→ Text section:
----
Enough of vulgar and violent behaviour, it’s time to disband Hong Kong’s legislature
- Yonden Lhatoo is appalled by the loss of dignity and decency in the Legislative Council, arguing that our lawmakers are so toxic and out of control, they don’t deserve to represent us any more
Have you ever seen a bigger bunch of drama queens than Hong Kong’s lawmakers?
They’ve become completely devoid of shame these days, but I feel embarrassed on their behalf after watching our elected representatives misbehave in the Legislative Council chamber.
The chaos we saw last weekend was the pits, an absolute low point, as opposition politicians battled their pro-establishment rivals for control of the bills committee that should scrutinise the government’s highly controversial amendment to Hong Kong’s extradition law.
After watching the fracas first on television, I went through all the video clips posted online for good measure and must say it was categorically cringe-inducing. How simultaneously appalling and saddening to bear witness as the purported luminaries of politics in this city go off the rails, yelling, screaming, shoving and even physically assaulting each other for all the world to see.
Real classy conduct, for example, from the likes of pro-democracy champions Raymond Chan Chi-chuen and Eddie Chu Hoi-dick. They kept climbing on top of desks and launching themselves into the scrum, apparently to grab the microphone from a frazzled Abraham Razack, while a band of self-appointed bodyguards from the pro-establishment camp pushed and fought back to “protect” their pick for chairing the bills committee.
----
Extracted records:
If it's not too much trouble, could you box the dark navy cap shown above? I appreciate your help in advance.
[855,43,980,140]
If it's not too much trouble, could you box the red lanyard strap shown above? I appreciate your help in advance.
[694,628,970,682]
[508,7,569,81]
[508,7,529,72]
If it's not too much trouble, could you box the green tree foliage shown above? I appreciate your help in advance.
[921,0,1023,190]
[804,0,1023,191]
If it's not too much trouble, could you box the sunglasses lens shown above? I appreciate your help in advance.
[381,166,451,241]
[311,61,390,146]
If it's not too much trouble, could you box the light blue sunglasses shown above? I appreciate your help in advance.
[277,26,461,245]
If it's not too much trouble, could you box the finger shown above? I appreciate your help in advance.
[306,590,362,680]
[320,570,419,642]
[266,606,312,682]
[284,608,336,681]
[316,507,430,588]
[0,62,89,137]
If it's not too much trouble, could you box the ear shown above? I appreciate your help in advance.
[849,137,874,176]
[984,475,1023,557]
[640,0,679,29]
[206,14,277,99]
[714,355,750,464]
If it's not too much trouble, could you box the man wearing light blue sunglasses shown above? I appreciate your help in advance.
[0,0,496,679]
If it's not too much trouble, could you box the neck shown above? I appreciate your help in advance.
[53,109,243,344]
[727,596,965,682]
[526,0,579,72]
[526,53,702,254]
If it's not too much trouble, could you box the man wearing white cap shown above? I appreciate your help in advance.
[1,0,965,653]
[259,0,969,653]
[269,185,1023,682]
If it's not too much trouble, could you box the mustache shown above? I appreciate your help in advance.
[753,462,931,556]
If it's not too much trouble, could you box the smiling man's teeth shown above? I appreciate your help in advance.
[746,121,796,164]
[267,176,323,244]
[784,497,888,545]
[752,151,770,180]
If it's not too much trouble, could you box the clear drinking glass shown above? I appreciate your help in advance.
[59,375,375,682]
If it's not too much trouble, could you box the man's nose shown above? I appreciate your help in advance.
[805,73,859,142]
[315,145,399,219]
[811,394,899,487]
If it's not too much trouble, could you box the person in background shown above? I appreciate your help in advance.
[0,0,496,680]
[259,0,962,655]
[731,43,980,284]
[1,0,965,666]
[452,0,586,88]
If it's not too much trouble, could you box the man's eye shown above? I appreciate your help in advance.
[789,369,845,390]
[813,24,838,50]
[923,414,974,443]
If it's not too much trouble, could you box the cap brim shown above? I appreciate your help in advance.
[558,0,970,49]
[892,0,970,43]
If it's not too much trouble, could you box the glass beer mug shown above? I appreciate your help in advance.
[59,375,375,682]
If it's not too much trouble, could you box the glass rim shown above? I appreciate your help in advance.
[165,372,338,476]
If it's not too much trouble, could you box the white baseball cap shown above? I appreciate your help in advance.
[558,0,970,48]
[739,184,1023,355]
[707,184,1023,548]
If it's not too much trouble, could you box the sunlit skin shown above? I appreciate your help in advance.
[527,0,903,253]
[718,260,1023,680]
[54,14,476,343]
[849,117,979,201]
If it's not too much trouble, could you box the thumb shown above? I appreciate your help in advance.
----
→ Task prompt: Reproduce the column on Hong Kong's legislature word for word, from "They’ve become completely" up to and including "Legislative Council chamber.".

→ Problem solution:
They’ve become completely devoid of shame these days, but I feel embarrassed on their behalf after watching our elected representatives misbehave in the Legislative Council chamber.